“Quando vi as fotos dos meninos, foi amor à primeira vista e já sabia que seriam meus filhos.” É dessa forma que Andreia Aparecida de Souza descreve sua primeira impressão sobre os irmãos Daniel, à época com dez anos de idade, e Renato, com cinco. Há dois anos, os garotos proporcionam à professora a realização de um sonho: ser mãe. O encontro foi promovido pelo programa Adote um Boa-Noite, do Tribunal de Justiça de São Paulo, que estimula a adoção de crianças e adolescentes com mais de sete anos ou com deficiência, dando visibilidade aos jovens em casas de acolhimento e destacando suas principais características e seus sonhos.
Foi por meio do site http://www.tjsp.jus.br/adoteumboanoite que Andreia conheceu os meninos, em fevereiro de 2021, e decidiu que faria tudo o que estivesse ao seu alcance para construir com eles uma família. O que começou com troca de cartas e chamadas a distância foi se convertendo, aos poucos, em encontros presenciais, passando por todo o ciclo de vinculação e adaptação temporária até, enfim, a concretização do processo de adoção, em julho daquele ano.
Desde então, a maternidade de Andreia foi cercada pelos desafios que envolvem cuidar de qualquer criança ou adolescente. Mãe solo, ela contou com suporte de grupos de apoio, psicólogos e, sobretudo, de seus próprios familiares para conhecer melhor os filhos e desenvolver com eles laços afetivos. “Temos momentos difíceis, como toda família, mas hoje nossa relação é muito mais tranquila e os meninos se sentem acolhidos em casa. Sou apaixonada por eles”, diz.

::::

EXERCÍCIO A:
Extraia das entradas abaixo, sem qualquer alteração, as linhas que começam naquela que contém "Prove it — the cutout" e seguem até o fim das entradas, incluindo a primeira e a última. Deixe as imagens de fora.

::::

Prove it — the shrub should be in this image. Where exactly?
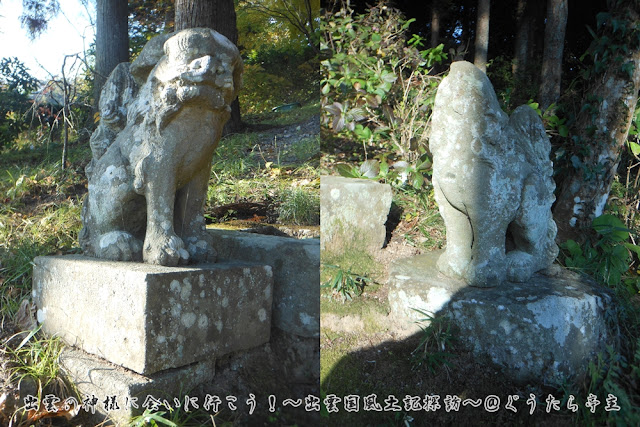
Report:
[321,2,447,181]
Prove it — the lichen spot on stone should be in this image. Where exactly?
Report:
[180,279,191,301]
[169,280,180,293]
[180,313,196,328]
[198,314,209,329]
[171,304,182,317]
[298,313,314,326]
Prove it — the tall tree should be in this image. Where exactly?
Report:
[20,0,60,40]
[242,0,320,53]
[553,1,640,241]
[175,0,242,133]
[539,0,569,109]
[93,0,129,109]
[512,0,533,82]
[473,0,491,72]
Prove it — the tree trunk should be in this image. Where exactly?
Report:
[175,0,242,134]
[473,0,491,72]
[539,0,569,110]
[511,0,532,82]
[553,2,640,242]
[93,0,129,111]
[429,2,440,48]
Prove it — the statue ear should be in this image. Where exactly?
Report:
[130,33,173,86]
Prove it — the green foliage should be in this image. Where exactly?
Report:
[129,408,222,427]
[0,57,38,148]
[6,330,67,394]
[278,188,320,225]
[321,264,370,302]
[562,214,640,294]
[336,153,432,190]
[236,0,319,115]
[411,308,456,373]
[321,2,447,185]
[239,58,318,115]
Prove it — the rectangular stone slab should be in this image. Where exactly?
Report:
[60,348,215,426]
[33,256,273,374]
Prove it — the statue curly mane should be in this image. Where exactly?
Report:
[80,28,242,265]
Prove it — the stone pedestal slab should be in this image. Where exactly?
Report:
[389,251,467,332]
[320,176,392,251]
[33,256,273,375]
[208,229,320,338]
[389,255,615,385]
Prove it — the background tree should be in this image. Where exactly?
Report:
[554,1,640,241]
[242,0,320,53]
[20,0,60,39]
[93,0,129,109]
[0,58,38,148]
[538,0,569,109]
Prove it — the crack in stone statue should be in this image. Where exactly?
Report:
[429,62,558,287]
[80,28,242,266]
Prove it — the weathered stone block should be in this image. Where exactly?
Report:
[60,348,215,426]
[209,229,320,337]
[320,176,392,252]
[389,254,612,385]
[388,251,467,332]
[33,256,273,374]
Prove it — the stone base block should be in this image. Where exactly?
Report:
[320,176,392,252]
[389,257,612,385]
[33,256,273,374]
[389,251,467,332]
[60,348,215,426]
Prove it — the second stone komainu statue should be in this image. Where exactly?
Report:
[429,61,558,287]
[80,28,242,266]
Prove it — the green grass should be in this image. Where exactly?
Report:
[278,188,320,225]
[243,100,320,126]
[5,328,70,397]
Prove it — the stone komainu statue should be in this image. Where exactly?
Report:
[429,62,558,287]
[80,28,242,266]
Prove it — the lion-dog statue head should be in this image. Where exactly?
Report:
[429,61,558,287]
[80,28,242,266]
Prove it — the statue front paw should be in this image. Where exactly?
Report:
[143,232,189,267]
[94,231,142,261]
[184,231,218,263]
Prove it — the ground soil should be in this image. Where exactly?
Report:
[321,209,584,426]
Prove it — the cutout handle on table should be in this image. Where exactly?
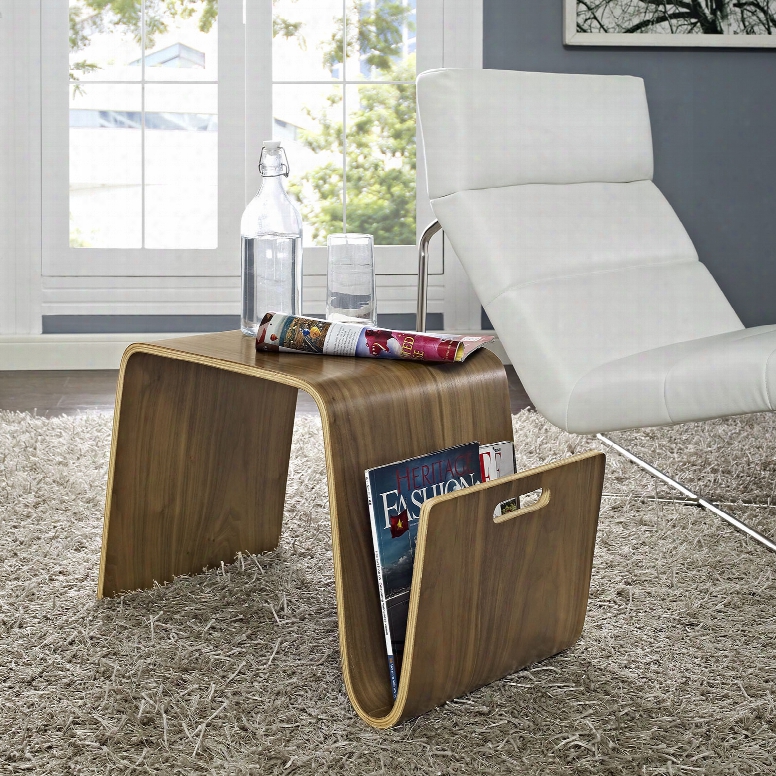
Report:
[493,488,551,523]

::::

EXERCÍCIO B:
Copie fielmente, do trecho sobre a adoção dos irmãos por Andreia, a parte que começa em "Foi por meio" e vai até "julho daquele ano.".

RESULTADO DO EXERCÍCIO A:
Prove it — the cutout handle on table should be in this image. Where exactly?
Report:
[493,488,551,523]

RESULTADO DO EXERCÍCIO B:
Foi por meio do site http://www.tjsp.jus.br/adoteumboanoite que Andreia conheceu os meninos, em fevereiro de 2021, e decidiu que faria tudo o que estivesse ao seu alcance para construir com eles uma família. O que começou com troca de cartas e chamadas a distância foi se convertendo, aos poucos, em encontros presenciais, passando por todo o ciclo de vinculação e adaptação temporária até, enfim, a concretização do processo de adoção, em julho daquele ano.